### Material
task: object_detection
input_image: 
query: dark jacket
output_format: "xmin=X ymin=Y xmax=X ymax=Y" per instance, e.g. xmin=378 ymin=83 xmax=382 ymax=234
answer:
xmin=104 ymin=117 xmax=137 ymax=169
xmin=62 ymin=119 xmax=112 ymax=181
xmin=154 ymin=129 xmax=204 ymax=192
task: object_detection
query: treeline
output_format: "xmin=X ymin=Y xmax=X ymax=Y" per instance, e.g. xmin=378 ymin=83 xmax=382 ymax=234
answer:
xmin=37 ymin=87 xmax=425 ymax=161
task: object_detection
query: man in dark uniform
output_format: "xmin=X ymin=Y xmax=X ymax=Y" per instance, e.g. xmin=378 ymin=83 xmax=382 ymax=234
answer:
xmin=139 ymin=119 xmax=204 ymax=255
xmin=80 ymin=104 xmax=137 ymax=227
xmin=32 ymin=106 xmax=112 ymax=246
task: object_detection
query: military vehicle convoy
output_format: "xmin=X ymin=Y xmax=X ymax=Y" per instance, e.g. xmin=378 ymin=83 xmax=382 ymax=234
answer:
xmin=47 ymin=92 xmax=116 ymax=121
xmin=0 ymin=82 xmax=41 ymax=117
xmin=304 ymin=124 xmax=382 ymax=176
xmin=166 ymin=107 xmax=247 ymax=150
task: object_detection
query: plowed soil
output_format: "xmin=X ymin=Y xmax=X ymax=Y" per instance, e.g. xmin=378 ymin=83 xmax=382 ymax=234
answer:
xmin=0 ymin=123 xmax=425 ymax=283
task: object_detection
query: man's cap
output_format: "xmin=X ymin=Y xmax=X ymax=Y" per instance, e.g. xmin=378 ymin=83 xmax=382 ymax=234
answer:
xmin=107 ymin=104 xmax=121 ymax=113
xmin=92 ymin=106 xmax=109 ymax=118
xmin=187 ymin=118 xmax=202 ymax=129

### Goal
Reproduce every line of the records, requests included, from the start through the line containing "xmin=0 ymin=123 xmax=425 ymax=283", inclusive, adding 142 to each coordinate in the answers. Leave all other numbers, including those in the requests and their format samples, unchanged.

### Result below
task: object_detection
input_image: 
query: dark jacket
output_format: "xmin=X ymin=Y xmax=X ymax=Y" per instance, e.g. xmin=378 ymin=83 xmax=382 ymax=234
answer:
xmin=246 ymin=259 xmax=279 ymax=311
xmin=204 ymin=261 xmax=254 ymax=323
xmin=296 ymin=271 xmax=346 ymax=334
task: object_detection
query: treeline
output_format: "xmin=X ymin=Y xmax=X ymax=Y" per instance, e.g. xmin=378 ymin=83 xmax=382 ymax=234
answer:
xmin=179 ymin=229 xmax=567 ymax=303
task: object_detection
query: man in dark uniform
output_format: "xmin=X ymin=Y xmax=X ymax=Y" per instance, e.g. xmin=378 ymin=83 xmax=382 ymax=234
answer:
xmin=281 ymin=261 xmax=346 ymax=397
xmin=222 ymin=246 xmax=279 ymax=369
xmin=174 ymin=248 xmax=254 ymax=388
task: object_detection
query: military vehicle convoy
output_format: "xmin=X ymin=Y xmax=X ymax=Y" per instance, e.g. xmin=378 ymin=83 xmax=382 ymax=234
answer:
xmin=189 ymin=234 xmax=258 ymax=263
xmin=142 ymin=224 xmax=183 ymax=259
xmin=446 ymin=266 xmax=524 ymax=318
xmin=308 ymin=249 xmax=389 ymax=292
task: object_detection
query: plowed soil
output_format: "xmin=X ymin=Y xmax=X ymax=Y" per instance, e.g. xmin=378 ymin=83 xmax=382 ymax=234
answer:
xmin=142 ymin=265 xmax=567 ymax=425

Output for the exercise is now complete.